Extract every line of the data below verbatim and omit the pictures from your answer.

** start of TASK INPUTS **

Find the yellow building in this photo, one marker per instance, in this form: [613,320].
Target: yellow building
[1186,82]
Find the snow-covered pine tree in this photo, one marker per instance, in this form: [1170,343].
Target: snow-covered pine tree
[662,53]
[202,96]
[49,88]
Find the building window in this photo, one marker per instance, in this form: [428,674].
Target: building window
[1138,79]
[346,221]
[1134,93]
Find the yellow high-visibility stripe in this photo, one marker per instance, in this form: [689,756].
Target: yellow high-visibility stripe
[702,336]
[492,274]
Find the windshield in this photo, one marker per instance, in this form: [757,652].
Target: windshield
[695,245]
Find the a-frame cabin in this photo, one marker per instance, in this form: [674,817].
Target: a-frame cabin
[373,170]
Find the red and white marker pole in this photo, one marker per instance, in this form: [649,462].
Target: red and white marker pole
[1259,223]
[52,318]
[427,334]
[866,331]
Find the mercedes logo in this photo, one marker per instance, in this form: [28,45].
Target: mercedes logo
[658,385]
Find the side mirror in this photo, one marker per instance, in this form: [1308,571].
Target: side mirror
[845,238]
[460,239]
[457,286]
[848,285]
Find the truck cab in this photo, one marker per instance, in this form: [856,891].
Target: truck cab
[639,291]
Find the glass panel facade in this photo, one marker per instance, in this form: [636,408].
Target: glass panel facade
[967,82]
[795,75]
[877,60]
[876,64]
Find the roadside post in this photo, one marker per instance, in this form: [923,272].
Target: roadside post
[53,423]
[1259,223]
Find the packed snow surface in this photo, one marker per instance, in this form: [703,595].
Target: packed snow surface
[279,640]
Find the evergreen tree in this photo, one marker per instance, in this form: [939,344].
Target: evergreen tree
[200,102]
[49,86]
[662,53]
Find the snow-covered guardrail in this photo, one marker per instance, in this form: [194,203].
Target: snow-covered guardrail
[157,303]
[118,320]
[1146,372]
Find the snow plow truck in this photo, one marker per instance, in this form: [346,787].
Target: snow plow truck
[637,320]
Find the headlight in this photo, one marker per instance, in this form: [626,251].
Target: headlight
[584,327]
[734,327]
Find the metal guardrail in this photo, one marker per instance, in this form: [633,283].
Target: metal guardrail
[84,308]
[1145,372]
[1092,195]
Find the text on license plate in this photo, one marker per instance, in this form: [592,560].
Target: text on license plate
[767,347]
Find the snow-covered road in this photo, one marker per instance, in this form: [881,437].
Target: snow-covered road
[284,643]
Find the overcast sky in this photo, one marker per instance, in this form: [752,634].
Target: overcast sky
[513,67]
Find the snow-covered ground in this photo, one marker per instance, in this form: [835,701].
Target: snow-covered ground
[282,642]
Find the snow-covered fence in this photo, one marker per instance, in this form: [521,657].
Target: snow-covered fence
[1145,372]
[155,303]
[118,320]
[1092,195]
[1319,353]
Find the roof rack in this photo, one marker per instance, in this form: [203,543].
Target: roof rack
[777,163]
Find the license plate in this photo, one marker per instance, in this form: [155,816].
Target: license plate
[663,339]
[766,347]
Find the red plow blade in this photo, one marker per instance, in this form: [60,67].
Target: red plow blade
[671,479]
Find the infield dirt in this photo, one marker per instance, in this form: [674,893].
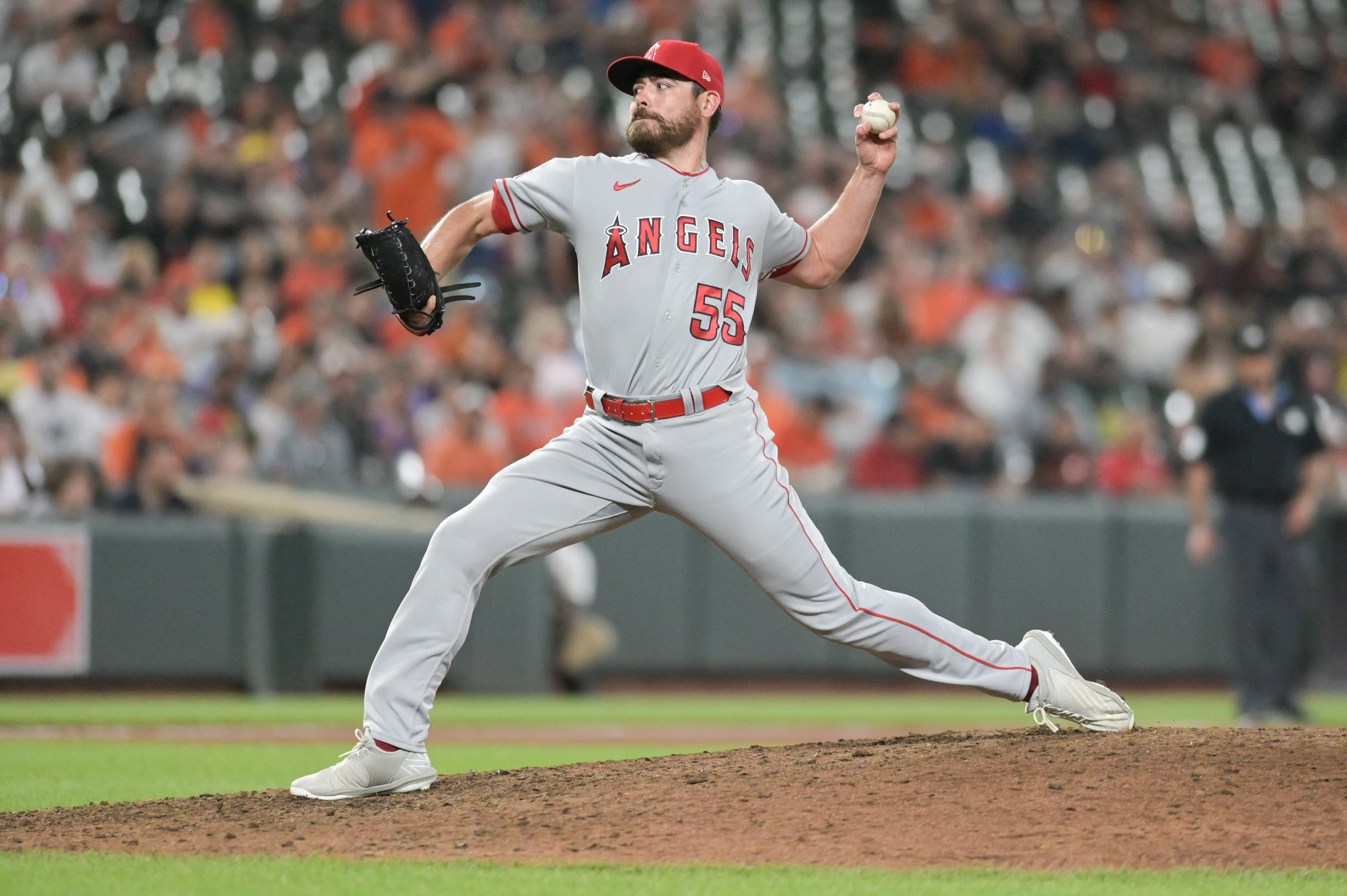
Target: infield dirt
[1153,798]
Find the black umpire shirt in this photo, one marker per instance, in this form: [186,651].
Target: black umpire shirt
[1256,456]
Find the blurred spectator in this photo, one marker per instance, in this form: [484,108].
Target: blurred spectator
[154,483]
[17,469]
[155,420]
[71,488]
[50,190]
[1062,461]
[965,457]
[62,68]
[465,452]
[30,300]
[1007,343]
[313,450]
[1156,333]
[405,151]
[1136,464]
[892,460]
[59,422]
[805,449]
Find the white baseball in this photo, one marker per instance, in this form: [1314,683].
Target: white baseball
[880,117]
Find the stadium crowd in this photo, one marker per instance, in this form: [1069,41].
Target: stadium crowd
[1090,199]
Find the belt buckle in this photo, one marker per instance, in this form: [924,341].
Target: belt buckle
[648,406]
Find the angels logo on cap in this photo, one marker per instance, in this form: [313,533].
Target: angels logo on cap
[679,57]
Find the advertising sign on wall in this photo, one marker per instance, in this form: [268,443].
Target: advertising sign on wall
[44,601]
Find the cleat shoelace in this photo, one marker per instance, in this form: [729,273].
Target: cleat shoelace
[363,740]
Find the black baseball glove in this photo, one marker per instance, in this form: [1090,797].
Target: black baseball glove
[407,278]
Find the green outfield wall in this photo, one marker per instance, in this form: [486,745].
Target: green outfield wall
[296,608]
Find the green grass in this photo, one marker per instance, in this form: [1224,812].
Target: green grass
[59,773]
[38,874]
[902,710]
[42,774]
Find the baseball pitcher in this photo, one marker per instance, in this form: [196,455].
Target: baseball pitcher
[670,258]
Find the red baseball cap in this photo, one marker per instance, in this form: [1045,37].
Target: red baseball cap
[679,57]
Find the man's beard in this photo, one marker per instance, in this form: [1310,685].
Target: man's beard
[660,137]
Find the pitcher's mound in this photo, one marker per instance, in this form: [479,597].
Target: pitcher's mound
[1148,800]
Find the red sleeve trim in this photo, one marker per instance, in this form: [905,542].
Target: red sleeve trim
[513,207]
[500,215]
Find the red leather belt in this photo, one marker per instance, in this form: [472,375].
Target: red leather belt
[638,411]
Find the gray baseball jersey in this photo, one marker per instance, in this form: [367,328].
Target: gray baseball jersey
[669,267]
[669,263]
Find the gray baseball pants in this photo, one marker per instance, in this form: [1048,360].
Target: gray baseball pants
[717,472]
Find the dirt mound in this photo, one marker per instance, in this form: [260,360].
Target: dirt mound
[1148,800]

** end of TASK INPUTS **

#### [SOLUTION FOR THIS TASK]
Find the yellow building in this photo, one marker per instance, in this form: [613,320].
Target: yellow building
[1186,82]
Find the snow-covered pine tree in this photo, one marker per instance, in this form: [1170,343].
Target: snow-covered pine tree
[662,53]
[202,96]
[49,88]
Find the building window in this photo, one marker per instance, in this form: [428,674].
Target: building window
[1138,79]
[346,221]
[1134,93]
Find the yellow high-visibility stripe in this photo, one marker per instance, in this form: [689,756].
Target: yellow high-visibility stripe
[702,336]
[492,274]
Find the windshield in this photo, one marker per instance, in this form: [757,652].
Target: windshield
[695,245]
Find the a-frame cabin in this photo, one marker per instance, in this form: [674,817].
Target: a-frame cabin
[373,170]
Find the red and white marker pole in this photo, one marker per instance, in this form: [649,462].
Target: red and white marker pole
[1259,223]
[52,318]
[427,334]
[866,331]
Find the mercedes logo in this photo, one marker per instance, in this form: [28,45].
Target: mercedes logo
[658,385]
Find the side mirror in this photo, one marker per instance, in this form: [1308,571].
Target: side mirror
[845,238]
[460,239]
[457,286]
[848,285]
Find the truck cab in this photo, one marker per instance, in this form: [856,891].
Target: truck cab
[639,291]
Find the glass panel facade in this photo, one marker per instance, in this form: [636,408].
Target: glass panel facade
[967,82]
[795,75]
[877,60]
[876,64]
Find the roadside post in this photo, one marker per instance, in this form: [923,272].
Target: roadside post
[53,423]
[1259,223]
Find the packed snow surface in this photo, one marker per instance, in this form: [703,595].
Target: packed snow surface
[279,640]
Find the evergreen tree in this photo, one marker per instance, in this form: [939,344].
Target: evergreen tree
[200,102]
[49,86]
[662,53]
Find the snow-covered guardrail in this photo, one marker per instance, in this form: [194,203].
Target: snow-covered guardrail
[157,303]
[118,320]
[1146,372]
Find the snow plow truck in this photo, one marker per instance, in this form: [346,787].
Target: snow plow truck
[637,320]
Find the headlight in this photo, one marker per instance, in this form: [626,251].
Target: headlight
[584,327]
[734,327]
Find the metal guardrail in this photo, one marker per instance, in this form: [633,283].
Target: metal guardrail
[84,308]
[1145,372]
[1092,195]
Find the text on license plate in this photo, one marker per instance, in this form: [592,560].
Target: text on license plate
[767,347]
Find the snow-covered road in this photo, one marker per instance, in this form: [881,437].
Target: snow-covered road
[284,643]
Find the overcast sky in this photo, one marker per instance, in this form: [752,634].
Target: overcast sky
[513,67]
Find the snow-covered ground in this photo, one marker per instance, in this form: [835,701].
Target: snow-covered ground
[282,642]
Find the snow-covered fence in this photo, one marker per instance, in this form: [521,657].
Target: snow-covered fence
[1145,372]
[155,303]
[118,320]
[1092,195]
[1319,353]
Find the roof rack in this photo, one marker per instance, in this form: [203,543].
Target: roof rack
[777,163]
Find the license plate in this photo, one marker per instance, in this form: [155,816].
Target: license plate
[663,339]
[766,347]
Find the red plow blade in this photo, one marker per instance, in this form: [60,67].
Target: red plow blade
[671,479]
Find the infield dirt in this photo, one marker per instance, in this form: [674,893].
Target: infield dirt
[1153,798]
Find the black umpire shirt in this photo, one marker per instance, in this form: [186,651].
Target: black umpire shirt
[1256,456]
Find the blurred spectator in this photo, one marker per instance, in this form: [484,108].
Target: blurred spectator
[154,483]
[17,469]
[155,420]
[71,488]
[50,190]
[1062,461]
[965,457]
[62,68]
[465,452]
[30,300]
[1007,343]
[313,450]
[1156,333]
[405,151]
[1136,464]
[892,460]
[59,422]
[805,449]
Find the white baseball in this photo, one marker per instance, in this form: [1314,683].
Target: white baseball
[880,117]
Find the stadium crowd in this photo, one marker per instance, in this form: [1069,41].
Target: stadium crowd
[1090,199]
Find the belt buckle in this photo, one marker per instance, in this form: [924,341].
Target: belt buckle
[648,406]
Find the angels logo on cap in this photo, one marker per instance, in this form: [313,533].
Target: angels logo on cap
[679,57]
Find the advertising sign on wall in this photo, one marker per instance, in this form: [268,443].
Target: advertising sign on wall
[44,601]
Find the cleat shoelace in this photo, one marker per instance, in this form: [729,273].
Target: cleat shoelace
[363,740]
Find the black baseball glove in this photo, one marker per instance, in this form: [1090,797].
Target: black baseball glove
[407,278]
Find the green outfield wall in this photo, one marker per instance, in this form: [486,745].
Target: green outfield wall
[296,608]
Find the green grass in this photo, one marker per instance, in this form: [1224,812].
Target: green grass
[59,773]
[38,874]
[902,710]
[42,774]
Find the baseball pitcher in this photo, one marker per instance, in this form: [196,455].
Target: baseball pitcher
[670,258]
Find the red baseball cap in this photo, one marker per instance, in this form: [1045,37].
Target: red baseball cap
[679,57]
Find the man's beard in this photo, one marker per instance, in this form: [1310,685].
Target: man's beard
[660,137]
Find the pitcher's mound in this photo, one marker per instance, in this form: [479,597].
Target: pitcher's mound
[1148,800]
Find the red sleeve trim in this photo, one marker per instance, in this form: [905,542].
Target: red sleeve trim
[513,207]
[500,215]
Find the red leather belt in this photo, one marker per instance, in this form: [472,375].
Target: red leather belt
[638,411]
Find the gray baseball jersey in this photo, one marker per instance, in this form: [367,328].
Target: gray baseball jersey
[669,267]
[669,263]
Find the gray baseball pants in this photo, one marker per instance, in this form: [1048,360].
Target: gray baseball pants
[717,472]
Find the dirt mound in this photo, one marker per instance, in this form: [260,360].
Target: dirt mound
[1148,800]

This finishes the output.